*How to complete this task*.
The records below must be reproduced in full and without error.

[Stored data]
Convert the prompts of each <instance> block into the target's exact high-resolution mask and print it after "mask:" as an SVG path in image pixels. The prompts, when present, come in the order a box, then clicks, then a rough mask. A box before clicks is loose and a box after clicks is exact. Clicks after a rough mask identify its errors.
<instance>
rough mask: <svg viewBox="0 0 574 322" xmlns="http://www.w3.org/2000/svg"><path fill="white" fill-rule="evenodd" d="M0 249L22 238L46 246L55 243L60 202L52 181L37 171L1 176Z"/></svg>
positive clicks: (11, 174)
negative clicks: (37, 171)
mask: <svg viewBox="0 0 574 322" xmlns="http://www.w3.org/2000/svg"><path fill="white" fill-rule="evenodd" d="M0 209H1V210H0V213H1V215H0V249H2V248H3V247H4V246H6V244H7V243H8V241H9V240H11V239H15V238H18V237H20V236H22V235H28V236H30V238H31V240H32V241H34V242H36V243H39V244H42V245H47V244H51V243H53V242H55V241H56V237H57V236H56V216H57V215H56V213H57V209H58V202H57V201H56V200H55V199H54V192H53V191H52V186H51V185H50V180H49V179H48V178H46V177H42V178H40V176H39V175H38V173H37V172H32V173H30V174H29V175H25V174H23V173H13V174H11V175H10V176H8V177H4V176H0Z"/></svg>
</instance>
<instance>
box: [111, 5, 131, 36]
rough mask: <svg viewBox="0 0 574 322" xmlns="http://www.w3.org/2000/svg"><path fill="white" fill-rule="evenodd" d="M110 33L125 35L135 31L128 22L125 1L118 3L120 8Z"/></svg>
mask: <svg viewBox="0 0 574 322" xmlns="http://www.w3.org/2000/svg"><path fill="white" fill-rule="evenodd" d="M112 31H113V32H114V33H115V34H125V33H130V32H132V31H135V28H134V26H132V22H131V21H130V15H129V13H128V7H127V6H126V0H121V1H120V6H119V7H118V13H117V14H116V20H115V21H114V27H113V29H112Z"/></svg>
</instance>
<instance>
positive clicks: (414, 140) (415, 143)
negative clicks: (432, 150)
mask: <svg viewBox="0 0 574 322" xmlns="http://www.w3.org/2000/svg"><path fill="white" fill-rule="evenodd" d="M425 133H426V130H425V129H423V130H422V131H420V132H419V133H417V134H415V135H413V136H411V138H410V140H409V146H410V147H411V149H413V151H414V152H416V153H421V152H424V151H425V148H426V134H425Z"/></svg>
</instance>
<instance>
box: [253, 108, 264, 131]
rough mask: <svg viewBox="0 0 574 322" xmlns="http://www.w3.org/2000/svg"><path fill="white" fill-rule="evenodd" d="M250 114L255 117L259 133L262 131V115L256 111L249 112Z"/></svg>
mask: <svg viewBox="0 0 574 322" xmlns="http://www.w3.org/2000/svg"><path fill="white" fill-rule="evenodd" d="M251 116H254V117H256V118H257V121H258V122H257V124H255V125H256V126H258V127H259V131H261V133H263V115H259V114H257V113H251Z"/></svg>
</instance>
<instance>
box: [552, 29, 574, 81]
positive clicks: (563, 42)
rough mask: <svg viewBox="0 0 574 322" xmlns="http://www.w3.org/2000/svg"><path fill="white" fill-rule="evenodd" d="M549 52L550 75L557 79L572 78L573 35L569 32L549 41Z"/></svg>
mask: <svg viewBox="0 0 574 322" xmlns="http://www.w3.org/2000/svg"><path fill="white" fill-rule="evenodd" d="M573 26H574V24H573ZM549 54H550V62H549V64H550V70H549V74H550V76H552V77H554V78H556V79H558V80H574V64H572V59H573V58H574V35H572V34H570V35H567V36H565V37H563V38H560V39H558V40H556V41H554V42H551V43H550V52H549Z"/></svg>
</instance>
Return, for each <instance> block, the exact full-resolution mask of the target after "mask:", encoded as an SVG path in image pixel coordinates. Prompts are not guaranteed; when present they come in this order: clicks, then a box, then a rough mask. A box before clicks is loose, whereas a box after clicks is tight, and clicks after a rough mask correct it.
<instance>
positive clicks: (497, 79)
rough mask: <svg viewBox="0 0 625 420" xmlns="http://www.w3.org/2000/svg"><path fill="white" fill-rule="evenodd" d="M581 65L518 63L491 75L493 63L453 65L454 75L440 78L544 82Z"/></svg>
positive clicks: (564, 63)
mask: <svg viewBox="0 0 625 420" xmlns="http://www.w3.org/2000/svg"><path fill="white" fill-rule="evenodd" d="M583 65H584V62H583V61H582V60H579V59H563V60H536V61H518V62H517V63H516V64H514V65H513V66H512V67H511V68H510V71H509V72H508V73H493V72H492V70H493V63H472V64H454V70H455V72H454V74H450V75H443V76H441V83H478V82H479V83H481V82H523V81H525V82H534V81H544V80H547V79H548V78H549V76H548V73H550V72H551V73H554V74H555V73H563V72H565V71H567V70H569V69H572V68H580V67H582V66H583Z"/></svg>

*Reply*.
Convert the prompts of each <instance> block into the target's exact high-resolution mask and print it after "mask:" as an SVG path in image pixels. The prompts, when present, come in the order a box, then clicks, then a rough mask. A box before clicks is loose and a box after clicks is exact. Clicks after a rough mask identify its errors.
<instance>
rough mask: <svg viewBox="0 0 574 322" xmlns="http://www.w3.org/2000/svg"><path fill="white" fill-rule="evenodd" d="M0 249L22 238L46 246L55 243L60 202L52 181L37 171L1 176Z"/></svg>
positive clicks: (11, 174)
negative clicks: (37, 171)
mask: <svg viewBox="0 0 574 322" xmlns="http://www.w3.org/2000/svg"><path fill="white" fill-rule="evenodd" d="M0 209H1V210H0V213H1V215H0V249H2V248H3V247H4V246H6V244H7V243H8V241H9V240H11V239H15V238H18V237H20V236H22V235H28V236H30V238H31V240H32V241H34V242H36V243H39V244H42V245H47V244H51V243H53V242H55V241H56V237H57V236H56V216H57V215H56V213H57V209H58V202H57V201H56V200H55V199H54V192H53V191H52V186H51V185H50V180H49V179H48V178H46V177H42V178H40V176H39V175H38V173H37V172H32V173H30V174H29V175H25V174H23V173H13V174H11V175H10V176H8V177H4V176H0Z"/></svg>
</instance>
<instance>
box: [111, 5, 131, 36]
rough mask: <svg viewBox="0 0 574 322" xmlns="http://www.w3.org/2000/svg"><path fill="white" fill-rule="evenodd" d="M110 33L125 35L135 31L128 22L125 1L118 3L120 8Z"/></svg>
mask: <svg viewBox="0 0 574 322" xmlns="http://www.w3.org/2000/svg"><path fill="white" fill-rule="evenodd" d="M112 31H113V32H114V33H115V34H125V33H130V32H132V31H135V28H134V26H132V22H131V21H130V15H129V13H128V7H127V6H126V0H121V1H120V6H119V7H118V13H117V14H116V20H115V21H114V27H113V29H112Z"/></svg>
</instance>
<instance>
positive clicks: (414, 140) (415, 143)
negative clicks: (432, 150)
mask: <svg viewBox="0 0 574 322" xmlns="http://www.w3.org/2000/svg"><path fill="white" fill-rule="evenodd" d="M425 133H426V130H425V129H423V130H422V131H420V132H419V133H417V134H415V135H413V136H411V138H410V140H409V146H410V147H411V149H413V151H414V152H416V153H421V152H424V151H425V148H426V134H425Z"/></svg>
</instance>
<instance>
box: [253, 108, 264, 131]
rough mask: <svg viewBox="0 0 574 322" xmlns="http://www.w3.org/2000/svg"><path fill="white" fill-rule="evenodd" d="M250 114L255 117L259 133L262 131V115L256 111L249 112Z"/></svg>
mask: <svg viewBox="0 0 574 322" xmlns="http://www.w3.org/2000/svg"><path fill="white" fill-rule="evenodd" d="M251 116H254V117H256V118H257V121H258V122H257V124H255V125H256V126H258V127H259V131H261V133H263V115H259V114H257V113H251Z"/></svg>
</instance>
<instance>
box: [552, 29, 574, 81]
positive clicks: (563, 42)
rough mask: <svg viewBox="0 0 574 322" xmlns="http://www.w3.org/2000/svg"><path fill="white" fill-rule="evenodd" d="M549 52L550 75L557 79L572 78L573 35L569 32L549 41Z"/></svg>
mask: <svg viewBox="0 0 574 322" xmlns="http://www.w3.org/2000/svg"><path fill="white" fill-rule="evenodd" d="M573 26H574V24H573ZM549 54H550V62H549V64H550V70H549V74H550V76H552V77H554V78H556V79H558V80H574V64H572V59H573V58H574V35H572V34H570V35H567V36H565V37H563V38H560V39H558V40H556V41H554V42H551V43H550V52H549Z"/></svg>
</instance>
Return, for each <instance> block, the exact full-resolution mask of the target after "mask:", encoded as an SVG path in image pixel coordinates. Prompts are not guaranteed; when present they come in this order: clicks, then a box, then a rough mask. A box before clicks is loose, whereas a box after clicks is tight, and clicks after a rough mask correct it.
<instance>
positive clicks: (497, 79)
rough mask: <svg viewBox="0 0 625 420" xmlns="http://www.w3.org/2000/svg"><path fill="white" fill-rule="evenodd" d="M581 65L518 63L491 75L493 63L453 65L454 75L440 78L544 82Z"/></svg>
positive clicks: (564, 63)
mask: <svg viewBox="0 0 625 420" xmlns="http://www.w3.org/2000/svg"><path fill="white" fill-rule="evenodd" d="M583 65H584V62H583V61H582V60H579V59H563V60H536V61H518V62H517V63H516V64H514V65H513V66H512V67H511V68H510V71H509V72H508V73H493V72H492V70H493V63H472V64H454V70H455V72H454V74H450V75H443V76H441V83H478V82H479V83H481V82H523V81H525V82H534V81H544V80H547V79H548V78H549V76H548V73H550V72H551V73H554V74H555V73H563V72H565V71H567V70H569V69H572V68H580V67H582V66H583Z"/></svg>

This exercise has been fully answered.